Lines from a collection:
§

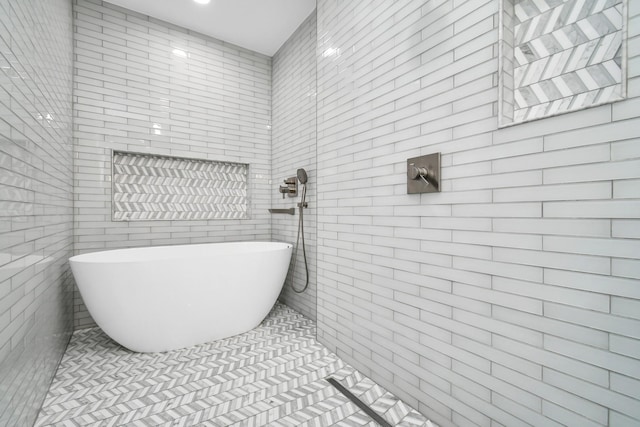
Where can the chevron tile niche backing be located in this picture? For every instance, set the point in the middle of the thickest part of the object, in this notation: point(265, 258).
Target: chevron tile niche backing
point(151, 187)
point(559, 56)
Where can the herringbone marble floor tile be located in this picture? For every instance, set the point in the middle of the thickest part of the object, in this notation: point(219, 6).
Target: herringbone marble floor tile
point(273, 375)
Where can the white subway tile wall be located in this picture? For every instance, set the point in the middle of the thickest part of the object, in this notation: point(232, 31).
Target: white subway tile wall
point(36, 201)
point(512, 297)
point(294, 147)
point(146, 86)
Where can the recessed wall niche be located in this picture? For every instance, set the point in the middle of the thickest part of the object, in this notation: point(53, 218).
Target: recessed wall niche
point(149, 187)
point(558, 56)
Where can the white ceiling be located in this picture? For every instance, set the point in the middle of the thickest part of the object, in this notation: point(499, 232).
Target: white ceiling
point(260, 25)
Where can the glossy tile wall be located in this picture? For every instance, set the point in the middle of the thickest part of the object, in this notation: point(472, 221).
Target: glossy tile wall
point(513, 296)
point(293, 147)
point(143, 85)
point(36, 203)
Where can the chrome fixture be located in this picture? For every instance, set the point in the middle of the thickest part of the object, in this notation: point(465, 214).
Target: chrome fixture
point(290, 187)
point(289, 211)
point(423, 174)
point(302, 177)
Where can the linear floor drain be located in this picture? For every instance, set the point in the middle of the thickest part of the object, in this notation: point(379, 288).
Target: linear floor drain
point(359, 403)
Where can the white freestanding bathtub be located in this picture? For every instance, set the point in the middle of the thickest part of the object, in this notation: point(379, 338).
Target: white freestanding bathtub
point(168, 297)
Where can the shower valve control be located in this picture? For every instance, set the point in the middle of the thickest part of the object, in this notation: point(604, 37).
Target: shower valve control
point(290, 187)
point(423, 174)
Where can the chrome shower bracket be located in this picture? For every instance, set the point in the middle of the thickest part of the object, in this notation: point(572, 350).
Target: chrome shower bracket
point(290, 187)
point(423, 174)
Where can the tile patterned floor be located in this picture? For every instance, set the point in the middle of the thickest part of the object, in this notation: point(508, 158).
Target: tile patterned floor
point(270, 376)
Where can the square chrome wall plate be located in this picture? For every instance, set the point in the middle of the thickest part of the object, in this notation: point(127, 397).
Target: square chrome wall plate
point(423, 174)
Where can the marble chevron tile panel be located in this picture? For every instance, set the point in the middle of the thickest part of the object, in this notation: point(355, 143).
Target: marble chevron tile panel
point(562, 55)
point(273, 375)
point(151, 187)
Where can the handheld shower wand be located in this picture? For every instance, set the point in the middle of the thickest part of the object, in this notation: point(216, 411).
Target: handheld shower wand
point(302, 177)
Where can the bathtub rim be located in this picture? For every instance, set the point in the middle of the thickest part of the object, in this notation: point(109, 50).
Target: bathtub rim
point(178, 251)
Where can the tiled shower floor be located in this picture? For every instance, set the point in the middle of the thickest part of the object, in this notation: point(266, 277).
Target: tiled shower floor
point(270, 376)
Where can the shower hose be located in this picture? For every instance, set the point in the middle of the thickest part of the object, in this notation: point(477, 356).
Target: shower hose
point(304, 251)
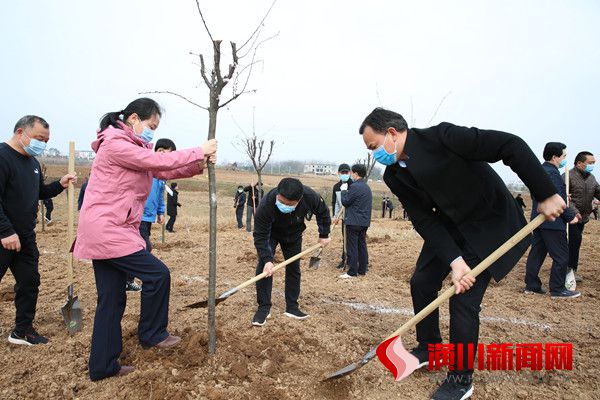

§

Description of the task: Rewrite the stretch from the start of the lines through the line containing "point(559, 56)", replacing "niche backing" with "niche back panel" and changing nothing else. Leave the pictures out of your answer.

Full answer:
Where can the chevron tile niche back panel be located in this picture? For every instance, set the point in the middle of the thickest part of the object, in this notation: point(265, 258).
Target: chevron tile niche back panel
point(151, 187)
point(559, 56)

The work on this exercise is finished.